Copy each line of the data beneath in which the word "woman" appears.

[Stored records]

━━━━

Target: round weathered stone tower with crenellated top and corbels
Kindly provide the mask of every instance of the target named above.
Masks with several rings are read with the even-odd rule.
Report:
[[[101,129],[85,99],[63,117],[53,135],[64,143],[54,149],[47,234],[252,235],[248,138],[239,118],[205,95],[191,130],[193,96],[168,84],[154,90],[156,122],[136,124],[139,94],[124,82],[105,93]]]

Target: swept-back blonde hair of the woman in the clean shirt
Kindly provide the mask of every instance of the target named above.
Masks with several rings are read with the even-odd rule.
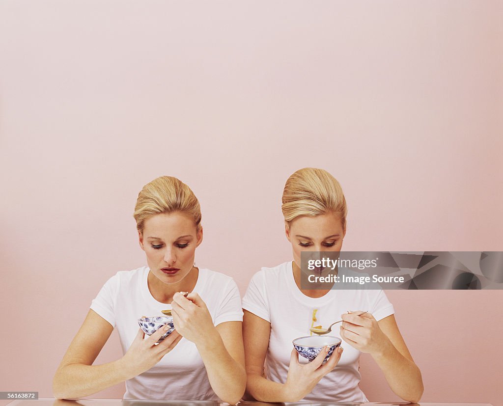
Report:
[[[194,192],[173,176],[161,176],[143,186],[138,193],[133,217],[136,228],[143,233],[146,219],[156,214],[180,212],[189,215],[201,228],[201,207]]]

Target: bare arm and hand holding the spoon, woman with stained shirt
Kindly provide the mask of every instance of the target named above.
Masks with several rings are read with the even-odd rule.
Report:
[[[417,403],[423,395],[423,378],[405,345],[394,315],[376,322],[372,315],[343,315],[341,335],[353,347],[370,353],[393,392]],[[360,320],[359,320],[360,319]]]

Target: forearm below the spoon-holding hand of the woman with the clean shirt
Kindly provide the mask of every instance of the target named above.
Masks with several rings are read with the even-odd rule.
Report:
[[[215,329],[205,337],[197,348],[216,395],[227,403],[237,403],[244,393],[246,373],[244,367],[230,356],[218,331]]]

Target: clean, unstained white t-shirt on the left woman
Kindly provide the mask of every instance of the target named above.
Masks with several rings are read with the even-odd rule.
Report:
[[[117,272],[102,287],[91,309],[117,328],[123,353],[138,333],[141,316],[161,315],[170,304],[153,298],[148,289],[149,268]],[[215,326],[242,321],[241,297],[230,276],[209,269],[199,269],[194,287],[206,303]],[[210,386],[206,368],[197,347],[182,338],[148,371],[126,381],[125,399],[217,400]]]

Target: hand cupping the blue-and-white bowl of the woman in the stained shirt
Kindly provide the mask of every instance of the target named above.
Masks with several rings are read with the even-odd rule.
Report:
[[[338,347],[333,351],[326,363],[321,365],[328,353],[328,349],[329,347],[327,346],[323,347],[316,358],[308,364],[301,364],[299,362],[299,353],[295,348],[292,350],[290,366],[285,382],[286,401],[296,402],[304,398],[313,390],[314,386],[316,386],[323,376],[336,367],[344,349]]]

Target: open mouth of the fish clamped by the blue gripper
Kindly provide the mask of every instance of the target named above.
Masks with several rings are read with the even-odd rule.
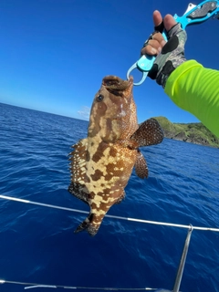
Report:
[[[109,75],[102,79],[102,85],[110,91],[124,91],[133,86],[133,77],[130,76],[129,80],[123,80],[117,76]]]

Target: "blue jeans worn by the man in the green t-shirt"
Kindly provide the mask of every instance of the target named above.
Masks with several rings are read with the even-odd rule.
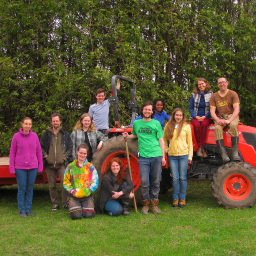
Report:
[[[151,181],[150,198],[158,199],[160,190],[160,179],[162,172],[162,157],[143,157],[138,158],[138,168],[140,175],[141,200],[149,200],[149,178]]]

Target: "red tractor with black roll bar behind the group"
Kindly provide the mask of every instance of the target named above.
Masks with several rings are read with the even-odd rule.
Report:
[[[112,157],[119,157],[128,168],[125,143],[121,133],[124,131],[121,126],[117,104],[118,97],[116,94],[116,79],[120,78],[127,81],[131,89],[131,101],[128,106],[132,108],[131,121],[134,120],[136,114],[136,101],[133,82],[120,75],[113,75],[111,80],[112,96],[110,103],[113,104],[115,117],[115,128],[109,128],[108,134],[113,136],[103,142],[100,151],[93,155],[92,163],[96,167],[98,174],[106,167],[107,162]],[[256,128],[238,125],[239,131],[239,162],[227,162],[223,164],[221,156],[218,152],[216,140],[214,138],[214,124],[208,126],[206,141],[204,148],[207,151],[207,158],[199,158],[195,151],[197,144],[195,141],[193,126],[192,130],[193,151],[194,156],[192,164],[188,166],[187,178],[198,178],[211,180],[212,194],[219,204],[227,208],[245,208],[252,207],[256,201]],[[132,130],[131,127],[126,128],[127,132]],[[136,196],[140,199],[140,177],[138,171],[138,142],[137,139],[127,139],[129,148],[129,159],[132,172],[132,180]],[[231,138],[227,133],[227,128],[224,129],[224,143],[228,155],[231,155]],[[162,166],[162,179],[160,183],[160,192],[166,191],[171,187],[170,171],[168,169],[167,156],[165,154],[166,164]],[[189,191],[188,191],[189,192]],[[137,200],[138,201],[138,200]]]

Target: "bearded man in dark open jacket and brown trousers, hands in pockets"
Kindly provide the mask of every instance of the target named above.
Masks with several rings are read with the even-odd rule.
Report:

━━━━

» **OUTPUT FOR THIS EXERCISE**
Target: swept-back blonde hair of the woman in the clean shirt
Target: bare arm and hand holding the spoon, woman with stained shirt
Target: forearm below the spoon-holding hand of the woman with the clean shirt
Target: clean, unstained white t-shirt on the left woman
Target: hand cupping the blue-and-white bowl of the woman in the stained shirt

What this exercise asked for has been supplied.